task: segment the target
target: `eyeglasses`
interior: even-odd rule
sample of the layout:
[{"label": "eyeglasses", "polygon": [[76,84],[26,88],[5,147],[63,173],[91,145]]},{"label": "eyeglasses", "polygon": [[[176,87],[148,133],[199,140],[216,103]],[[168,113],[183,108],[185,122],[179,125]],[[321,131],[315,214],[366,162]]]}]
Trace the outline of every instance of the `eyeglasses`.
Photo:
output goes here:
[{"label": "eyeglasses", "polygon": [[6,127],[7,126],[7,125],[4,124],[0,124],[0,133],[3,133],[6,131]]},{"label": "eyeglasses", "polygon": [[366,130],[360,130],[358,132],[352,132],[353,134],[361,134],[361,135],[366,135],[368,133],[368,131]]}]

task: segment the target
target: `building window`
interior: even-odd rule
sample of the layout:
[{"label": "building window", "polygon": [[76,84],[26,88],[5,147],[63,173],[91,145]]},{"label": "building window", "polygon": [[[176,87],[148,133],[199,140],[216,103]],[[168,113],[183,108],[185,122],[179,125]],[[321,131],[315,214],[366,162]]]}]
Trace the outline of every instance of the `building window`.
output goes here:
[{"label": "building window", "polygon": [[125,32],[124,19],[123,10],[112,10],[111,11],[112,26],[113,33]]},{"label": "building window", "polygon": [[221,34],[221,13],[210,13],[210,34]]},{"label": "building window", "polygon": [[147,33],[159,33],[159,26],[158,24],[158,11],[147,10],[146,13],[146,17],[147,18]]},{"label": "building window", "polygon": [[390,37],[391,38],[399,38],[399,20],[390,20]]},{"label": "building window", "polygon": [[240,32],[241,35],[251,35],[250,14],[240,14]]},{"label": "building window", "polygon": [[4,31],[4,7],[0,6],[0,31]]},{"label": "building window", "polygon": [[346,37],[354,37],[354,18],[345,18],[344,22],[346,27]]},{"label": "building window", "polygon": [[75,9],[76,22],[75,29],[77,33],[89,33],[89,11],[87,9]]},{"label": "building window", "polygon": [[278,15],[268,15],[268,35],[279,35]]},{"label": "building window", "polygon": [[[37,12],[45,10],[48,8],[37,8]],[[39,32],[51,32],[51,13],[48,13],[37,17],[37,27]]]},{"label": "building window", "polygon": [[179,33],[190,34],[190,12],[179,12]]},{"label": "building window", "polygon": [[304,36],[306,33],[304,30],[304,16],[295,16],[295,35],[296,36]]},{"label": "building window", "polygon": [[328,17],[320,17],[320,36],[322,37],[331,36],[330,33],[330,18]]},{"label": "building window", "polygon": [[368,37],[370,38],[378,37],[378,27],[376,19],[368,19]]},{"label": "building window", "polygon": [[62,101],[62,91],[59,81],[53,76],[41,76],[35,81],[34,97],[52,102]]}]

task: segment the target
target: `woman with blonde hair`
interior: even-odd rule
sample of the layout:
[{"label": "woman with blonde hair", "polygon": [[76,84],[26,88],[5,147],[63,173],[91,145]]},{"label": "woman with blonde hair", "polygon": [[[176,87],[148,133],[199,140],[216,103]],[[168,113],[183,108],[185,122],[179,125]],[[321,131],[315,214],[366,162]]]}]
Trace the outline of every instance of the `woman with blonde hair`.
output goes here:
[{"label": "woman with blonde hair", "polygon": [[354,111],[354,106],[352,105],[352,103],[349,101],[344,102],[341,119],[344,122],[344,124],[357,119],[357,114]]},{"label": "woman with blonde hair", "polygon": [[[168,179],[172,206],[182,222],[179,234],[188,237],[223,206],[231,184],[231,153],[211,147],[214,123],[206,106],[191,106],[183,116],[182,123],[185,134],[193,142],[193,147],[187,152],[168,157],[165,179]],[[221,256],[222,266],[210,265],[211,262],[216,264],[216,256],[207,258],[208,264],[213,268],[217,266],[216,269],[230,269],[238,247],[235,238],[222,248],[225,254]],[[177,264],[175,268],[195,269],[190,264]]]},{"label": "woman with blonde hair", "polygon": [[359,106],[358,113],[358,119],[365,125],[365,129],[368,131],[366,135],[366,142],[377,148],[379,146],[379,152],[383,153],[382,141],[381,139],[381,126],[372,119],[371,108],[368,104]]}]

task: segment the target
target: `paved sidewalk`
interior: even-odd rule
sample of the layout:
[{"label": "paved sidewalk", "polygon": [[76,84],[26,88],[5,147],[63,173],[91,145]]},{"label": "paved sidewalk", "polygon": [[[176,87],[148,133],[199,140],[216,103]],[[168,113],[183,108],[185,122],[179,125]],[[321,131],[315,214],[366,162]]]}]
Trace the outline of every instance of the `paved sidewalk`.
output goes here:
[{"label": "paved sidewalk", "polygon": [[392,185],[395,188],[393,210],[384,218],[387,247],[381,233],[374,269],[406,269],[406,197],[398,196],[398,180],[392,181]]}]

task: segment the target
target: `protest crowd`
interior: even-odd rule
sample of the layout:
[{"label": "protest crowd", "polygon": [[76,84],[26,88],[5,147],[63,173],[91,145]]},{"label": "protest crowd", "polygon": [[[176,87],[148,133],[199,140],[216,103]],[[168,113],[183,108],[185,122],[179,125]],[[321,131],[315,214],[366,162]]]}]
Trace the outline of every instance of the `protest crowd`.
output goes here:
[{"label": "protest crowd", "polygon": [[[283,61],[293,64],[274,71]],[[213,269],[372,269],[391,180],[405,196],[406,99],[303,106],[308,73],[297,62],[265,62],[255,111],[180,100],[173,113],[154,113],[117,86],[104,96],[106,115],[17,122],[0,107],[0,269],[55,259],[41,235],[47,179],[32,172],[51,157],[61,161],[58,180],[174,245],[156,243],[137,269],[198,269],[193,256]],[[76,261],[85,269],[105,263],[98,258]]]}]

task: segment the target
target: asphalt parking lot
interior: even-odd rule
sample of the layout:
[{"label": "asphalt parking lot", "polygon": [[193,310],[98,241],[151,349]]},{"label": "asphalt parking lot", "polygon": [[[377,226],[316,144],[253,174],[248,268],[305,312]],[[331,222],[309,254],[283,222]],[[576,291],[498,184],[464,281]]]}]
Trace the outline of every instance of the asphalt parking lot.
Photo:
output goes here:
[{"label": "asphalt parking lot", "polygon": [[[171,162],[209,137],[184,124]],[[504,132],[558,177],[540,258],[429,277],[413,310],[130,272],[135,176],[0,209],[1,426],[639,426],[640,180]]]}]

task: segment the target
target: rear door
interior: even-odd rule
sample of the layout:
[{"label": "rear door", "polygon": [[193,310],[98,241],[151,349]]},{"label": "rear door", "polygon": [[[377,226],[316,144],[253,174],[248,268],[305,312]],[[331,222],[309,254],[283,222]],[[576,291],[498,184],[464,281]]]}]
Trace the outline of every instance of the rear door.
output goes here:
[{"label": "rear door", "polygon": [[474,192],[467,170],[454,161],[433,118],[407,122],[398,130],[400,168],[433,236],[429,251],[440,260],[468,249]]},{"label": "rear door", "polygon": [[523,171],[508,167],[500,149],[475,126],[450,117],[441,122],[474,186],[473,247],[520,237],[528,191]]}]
==========
• _THE PROBLEM_
Find each line above that contains the string "eyeglasses", treating uppercase and lowercase as different, and copy every such line.

• _COMPLETED EXERCISE_
target: `eyeglasses`
[{"label": "eyeglasses", "polygon": [[76,84],[26,88],[5,147],[63,173],[91,145]]},{"label": "eyeglasses", "polygon": [[[176,87],[148,133],[199,140],[216,103]],[[168,113],[183,108],[185,122],[179,125]],[[321,131],[315,214],[366,162]]]}]
Trace the outline of every instance of the `eyeglasses`.
[{"label": "eyeglasses", "polygon": [[6,127],[7,126],[7,125],[4,124],[0,124],[0,133],[3,133],[6,131]]},{"label": "eyeglasses", "polygon": [[366,130],[360,130],[358,132],[352,132],[353,134],[361,134],[361,135],[366,135],[368,133],[368,131]]}]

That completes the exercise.